┌────────
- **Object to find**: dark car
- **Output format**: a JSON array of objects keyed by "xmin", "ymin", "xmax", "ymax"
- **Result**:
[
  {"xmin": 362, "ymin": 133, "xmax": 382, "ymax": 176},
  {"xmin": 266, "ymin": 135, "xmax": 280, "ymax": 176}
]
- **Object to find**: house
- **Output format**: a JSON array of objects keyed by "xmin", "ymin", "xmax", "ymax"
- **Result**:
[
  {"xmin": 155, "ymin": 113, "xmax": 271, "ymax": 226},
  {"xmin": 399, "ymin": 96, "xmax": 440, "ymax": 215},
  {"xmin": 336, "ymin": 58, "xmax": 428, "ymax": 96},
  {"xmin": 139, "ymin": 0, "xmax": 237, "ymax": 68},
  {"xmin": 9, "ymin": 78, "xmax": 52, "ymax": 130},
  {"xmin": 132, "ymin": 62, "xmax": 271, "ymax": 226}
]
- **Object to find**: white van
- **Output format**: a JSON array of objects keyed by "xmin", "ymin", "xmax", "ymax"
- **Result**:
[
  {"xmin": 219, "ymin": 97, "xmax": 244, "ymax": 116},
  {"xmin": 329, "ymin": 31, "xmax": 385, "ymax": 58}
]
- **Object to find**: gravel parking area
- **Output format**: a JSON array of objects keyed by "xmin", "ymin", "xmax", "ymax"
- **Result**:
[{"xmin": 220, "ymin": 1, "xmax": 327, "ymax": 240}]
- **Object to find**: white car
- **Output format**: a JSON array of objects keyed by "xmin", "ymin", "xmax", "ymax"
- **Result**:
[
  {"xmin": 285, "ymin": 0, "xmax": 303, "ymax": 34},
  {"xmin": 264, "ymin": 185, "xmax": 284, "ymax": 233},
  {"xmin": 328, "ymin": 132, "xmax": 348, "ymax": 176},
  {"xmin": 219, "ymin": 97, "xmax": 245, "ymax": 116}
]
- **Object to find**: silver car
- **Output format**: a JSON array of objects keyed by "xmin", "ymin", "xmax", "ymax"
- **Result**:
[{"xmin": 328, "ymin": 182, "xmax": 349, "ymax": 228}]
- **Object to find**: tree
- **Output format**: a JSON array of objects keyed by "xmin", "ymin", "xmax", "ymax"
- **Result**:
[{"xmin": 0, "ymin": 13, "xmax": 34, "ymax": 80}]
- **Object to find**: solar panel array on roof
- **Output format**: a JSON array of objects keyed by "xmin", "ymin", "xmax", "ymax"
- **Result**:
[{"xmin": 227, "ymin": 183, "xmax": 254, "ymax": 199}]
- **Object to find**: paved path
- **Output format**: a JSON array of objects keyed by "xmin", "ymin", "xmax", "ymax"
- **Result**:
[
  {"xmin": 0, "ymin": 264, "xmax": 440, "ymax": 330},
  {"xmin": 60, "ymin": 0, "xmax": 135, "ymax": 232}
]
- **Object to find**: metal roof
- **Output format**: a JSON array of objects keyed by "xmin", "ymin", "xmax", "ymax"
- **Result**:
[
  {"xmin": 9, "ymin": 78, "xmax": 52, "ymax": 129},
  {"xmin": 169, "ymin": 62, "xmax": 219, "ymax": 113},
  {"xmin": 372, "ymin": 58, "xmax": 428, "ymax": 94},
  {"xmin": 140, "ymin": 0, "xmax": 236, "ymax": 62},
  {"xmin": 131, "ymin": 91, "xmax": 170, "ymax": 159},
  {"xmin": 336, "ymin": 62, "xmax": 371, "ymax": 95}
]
└────────
[Task details] Your task is to reproduce all of the records exactly.

[Task response]
- **Object to find**: dark car
- **Output format**: a JSON array of objects keyed by "xmin", "ymin", "xmax", "ymax"
- **Result**:
[
  {"xmin": 362, "ymin": 133, "xmax": 382, "ymax": 176},
  {"xmin": 266, "ymin": 135, "xmax": 280, "ymax": 176}
]
- **Object to find**: house
- **Output format**: a JSON array of objects keyed by "xmin", "ymin", "xmax", "ymax"
- **Result**:
[
  {"xmin": 155, "ymin": 113, "xmax": 271, "ymax": 226},
  {"xmin": 399, "ymin": 96, "xmax": 440, "ymax": 215},
  {"xmin": 336, "ymin": 58, "xmax": 428, "ymax": 96},
  {"xmin": 139, "ymin": 0, "xmax": 237, "ymax": 68},
  {"xmin": 9, "ymin": 78, "xmax": 52, "ymax": 130},
  {"xmin": 132, "ymin": 62, "xmax": 271, "ymax": 226}
]
- **Object to find**: white van
- **Output format**: a JSON array of objects keyed by "xmin", "ymin", "xmax", "ymax"
- **Result**:
[
  {"xmin": 219, "ymin": 97, "xmax": 244, "ymax": 116},
  {"xmin": 329, "ymin": 31, "xmax": 385, "ymax": 58}
]
- **Object to find**: gravel parking area
- **Output format**: a JSON array of objects keyed by "xmin", "ymin", "xmax", "ymax"
- **Result**:
[{"xmin": 220, "ymin": 1, "xmax": 327, "ymax": 240}]
- **Object to find**: white car
- **Output format**: a JSON array of objects keyed by "xmin", "ymin", "xmax", "ymax"
- **Result**:
[
  {"xmin": 285, "ymin": 0, "xmax": 303, "ymax": 34},
  {"xmin": 264, "ymin": 185, "xmax": 284, "ymax": 233},
  {"xmin": 328, "ymin": 132, "xmax": 348, "ymax": 176},
  {"xmin": 219, "ymin": 97, "xmax": 245, "ymax": 116}
]
- **Object to find**: silver car
- **Output format**: a JSON array of objects keyed by "xmin", "ymin", "xmax", "ymax"
- **Result**:
[{"xmin": 328, "ymin": 182, "xmax": 349, "ymax": 228}]
- **Object to find**: tree
- **Output format**: a JSON array of objects keyed by "xmin", "ymin", "xmax", "ymax"
- **Result**:
[{"xmin": 0, "ymin": 13, "xmax": 34, "ymax": 80}]
- **Object to find**: solar panel array on roof
- **Output format**: a JSON array of objects keyed by "xmin", "ymin", "xmax", "ymax"
- **Result**:
[{"xmin": 227, "ymin": 183, "xmax": 254, "ymax": 199}]
- **Object to find**: paved path
- **Output format**: a JSON array of objects keyed by "xmin", "ymin", "xmax", "ymax"
- **Result**:
[
  {"xmin": 0, "ymin": 264, "xmax": 440, "ymax": 330},
  {"xmin": 60, "ymin": 0, "xmax": 135, "ymax": 232}
]
- **Object to find**: metal roof
- **Output format**: a JSON array of objects keyed by "xmin", "ymin", "xmax", "ymax"
- **Result**:
[
  {"xmin": 9, "ymin": 78, "xmax": 52, "ymax": 129},
  {"xmin": 169, "ymin": 62, "xmax": 219, "ymax": 113},
  {"xmin": 372, "ymin": 58, "xmax": 428, "ymax": 94},
  {"xmin": 140, "ymin": 0, "xmax": 236, "ymax": 62},
  {"xmin": 131, "ymin": 91, "xmax": 170, "ymax": 159},
  {"xmin": 336, "ymin": 62, "xmax": 371, "ymax": 95}
]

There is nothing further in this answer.